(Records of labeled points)
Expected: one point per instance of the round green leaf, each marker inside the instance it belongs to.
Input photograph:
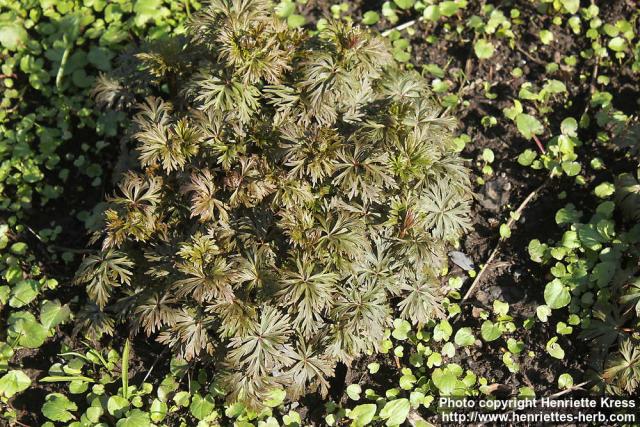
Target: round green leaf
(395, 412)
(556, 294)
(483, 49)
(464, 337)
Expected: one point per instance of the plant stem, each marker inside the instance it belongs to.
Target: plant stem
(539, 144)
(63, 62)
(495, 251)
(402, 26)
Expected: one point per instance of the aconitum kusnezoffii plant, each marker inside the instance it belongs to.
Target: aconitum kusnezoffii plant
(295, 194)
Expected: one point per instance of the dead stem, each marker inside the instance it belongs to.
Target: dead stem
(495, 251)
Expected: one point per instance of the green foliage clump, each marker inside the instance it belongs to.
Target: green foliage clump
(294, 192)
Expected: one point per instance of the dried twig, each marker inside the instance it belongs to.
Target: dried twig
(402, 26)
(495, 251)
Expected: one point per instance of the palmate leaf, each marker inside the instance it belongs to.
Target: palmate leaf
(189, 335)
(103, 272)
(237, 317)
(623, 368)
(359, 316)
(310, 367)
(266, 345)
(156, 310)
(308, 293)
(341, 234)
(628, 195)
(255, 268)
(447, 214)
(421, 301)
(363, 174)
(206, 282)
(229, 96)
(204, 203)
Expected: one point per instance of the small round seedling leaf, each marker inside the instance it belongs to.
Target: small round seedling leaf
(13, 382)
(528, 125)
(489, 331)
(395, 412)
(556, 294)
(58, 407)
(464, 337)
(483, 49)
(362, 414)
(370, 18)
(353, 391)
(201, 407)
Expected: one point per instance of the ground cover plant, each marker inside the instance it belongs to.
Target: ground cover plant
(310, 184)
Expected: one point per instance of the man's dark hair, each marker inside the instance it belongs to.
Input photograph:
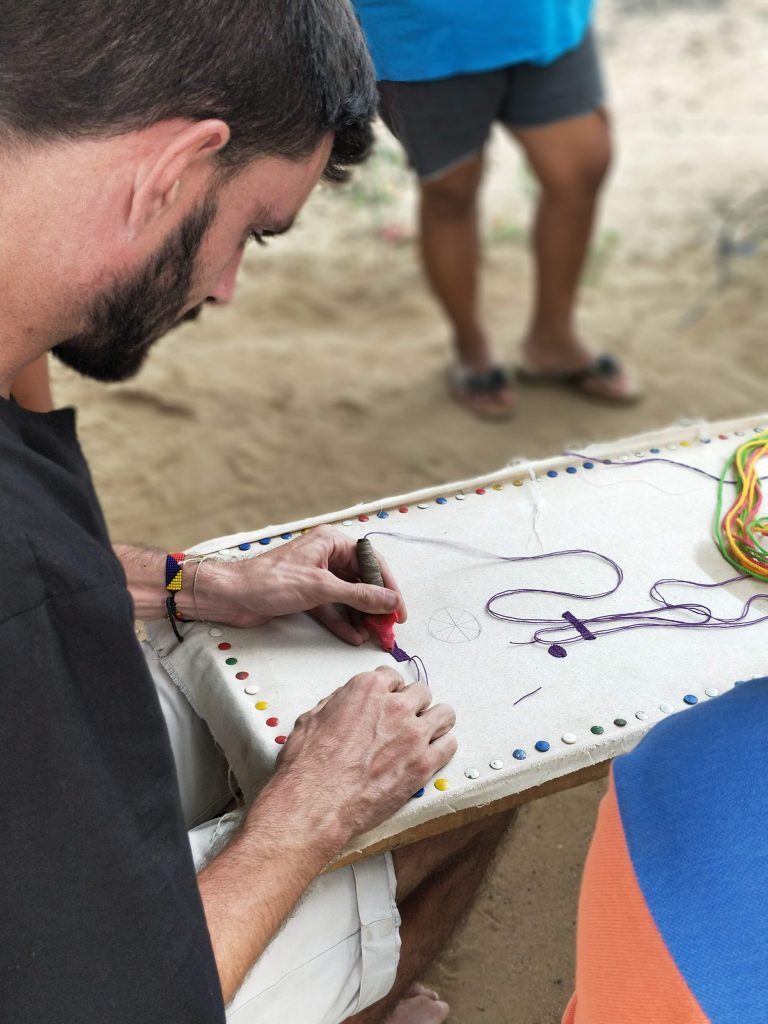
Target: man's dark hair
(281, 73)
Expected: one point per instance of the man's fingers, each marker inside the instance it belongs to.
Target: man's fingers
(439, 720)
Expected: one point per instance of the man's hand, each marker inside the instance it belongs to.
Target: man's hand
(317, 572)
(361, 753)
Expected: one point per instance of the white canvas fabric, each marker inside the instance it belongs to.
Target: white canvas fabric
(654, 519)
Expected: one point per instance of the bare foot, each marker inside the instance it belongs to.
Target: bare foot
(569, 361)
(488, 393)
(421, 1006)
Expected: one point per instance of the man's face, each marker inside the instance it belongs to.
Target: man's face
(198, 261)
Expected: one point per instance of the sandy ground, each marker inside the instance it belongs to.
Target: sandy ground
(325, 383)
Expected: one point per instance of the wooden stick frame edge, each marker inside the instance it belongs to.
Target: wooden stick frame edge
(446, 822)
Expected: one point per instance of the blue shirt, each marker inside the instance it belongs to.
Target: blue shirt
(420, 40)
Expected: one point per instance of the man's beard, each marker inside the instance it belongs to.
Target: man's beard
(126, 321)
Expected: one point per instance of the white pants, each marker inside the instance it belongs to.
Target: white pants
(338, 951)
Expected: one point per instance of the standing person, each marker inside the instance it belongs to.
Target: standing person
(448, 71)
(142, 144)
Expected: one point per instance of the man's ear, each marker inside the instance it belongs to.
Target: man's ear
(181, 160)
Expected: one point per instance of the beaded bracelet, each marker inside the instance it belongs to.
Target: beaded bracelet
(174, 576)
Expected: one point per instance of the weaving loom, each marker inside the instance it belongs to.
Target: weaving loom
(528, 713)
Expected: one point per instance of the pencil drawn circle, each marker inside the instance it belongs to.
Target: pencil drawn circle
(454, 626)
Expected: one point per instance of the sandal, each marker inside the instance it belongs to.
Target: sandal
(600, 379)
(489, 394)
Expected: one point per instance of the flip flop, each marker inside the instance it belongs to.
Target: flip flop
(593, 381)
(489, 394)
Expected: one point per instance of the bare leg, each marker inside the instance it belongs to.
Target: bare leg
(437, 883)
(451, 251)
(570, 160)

What is being asked: From the line containing "Expected: one point per instance of the weaving" down to the final line of the data, write out every line exactly; both the first and last of these belong in your answer, and nothing else does.

Full solution:
Expected: one point per instance of the weaving loom, each marker inside the instance it belongs to.
Target: weaving loom
(528, 713)
Expected: one point per instance of the pencil drawn circle, each marker inside the instance it belongs to.
Target: pencil drawn circle
(454, 626)
Expected: one point per instance of the sandal, each marker inside the instance it belongs to.
Target: sandal
(600, 379)
(489, 394)
Expected: one point per instance of the flip flop, each marker inside the instance it belongs to.
Target: flip flop
(593, 381)
(489, 394)
Expected: one point per instance of the bare leg, each marker inside the instance it belongs to.
Target: bare leg
(437, 883)
(451, 251)
(570, 160)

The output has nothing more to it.